Could you reproduce all of the records exactly?

## MATERIAL FOR THE TASK
● ● ● ●
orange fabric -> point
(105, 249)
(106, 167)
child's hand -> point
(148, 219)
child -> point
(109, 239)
● ● ● ●
## RESPONSE
orange fabric -> point
(105, 249)
(106, 167)
child's hand -> point
(148, 219)
child -> point
(109, 239)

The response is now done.